→ EXCERPT
We've been working on legislation to address what the AP is describing in their story from this morning. The article is on the mark in describing the problems associated with fewer foreign doctors going to rural areas. Rather than rolling out the welcome mat to foreign doctors to make them interested in staying in the US and working in areas really needing them, Congress and the White House have been doing a lot more to discourage them.
Case in point - the Department of Health and Human Services. In the story, HHS says that the reason it's program approves less than ten doctors a year is because of a lack of interest because of too few doctors seeking positions in rural areas.
That is a absolutely untrue! HHS killed its waiver program for all intents and purposes in 2002 when it changed its rules to only allow communities with "super-shortages" to apply. HHS promised after 9/11 to take over the Department of Agriculture's waiver program in 2002 after a meeting was held at the White House regarding the future of the waiver program. It opened a relatively good program in the summer of 2002 and had a number of applicants. Then it abruptly shut the program down in September 2002 and reopened in December with a number of rule changes that all but shut the program down completely.
I did an analysis that was cited in a Congressional Research Service report that showed that this rule change alone eliminated more than 80% of qualifying rural facilities. They also barred hospitals and private medical practices from applying and that effectively eliminated almost all of the rest. Senator Conrad recently introduced legislation to force HHS to open up its waiver program - to specialists, to private employers, to ALL shortage areas. Pass that legislation and then let HHS tell us there is no interest in the physician population.
I can't tell you exactly why HHS did what it did, but I can only assume the worst - that it wanted to kill the waiver program all together, but knew politically it could not. So they did the next best thing - make it so unattractive that no one would apply. And they have accomplished that. Hopefully, Senator Conrad will succeed in forcing them to do their jobs.

→ TASKS TO COMPLETE
1. In the post on foreign doctors in rural areas, which senator introduced legislation to force HHS to open up its waiver program?
2. Reproduce everything in the post on foreign doctors from "We've been working" down to "in rural areas.".

→ DATA EXCERPT
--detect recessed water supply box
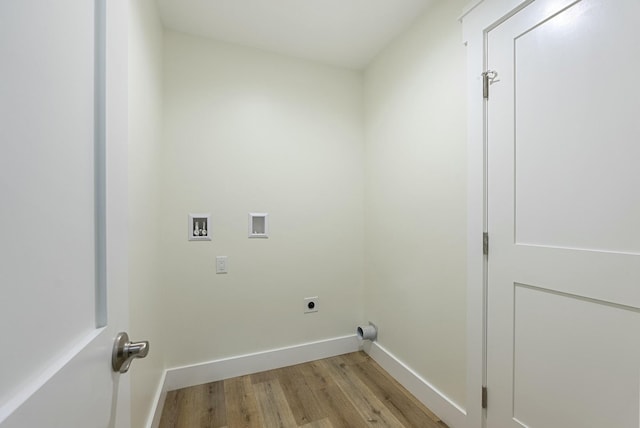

→ EXERCISE RESULTS
1. Senator Conrad.

2.
We've been working on legislation to address what the AP is describing in their story from this morning. The article is on the mark in describing the problems associated with fewer foreign doctors going to rural areas. Rather than rolling out the welcome mat to foreign doctors to make them interested in staying in the US and working in areas really needing them, Congress and the White House have been doing a lot more to discourage them.
Case in point - the Department of Health and Human Services. In the story, HHS says that the reason it's program approves less than ten doctors a year is because of a lack of interest because of too few doctors seeking positions in rural areas.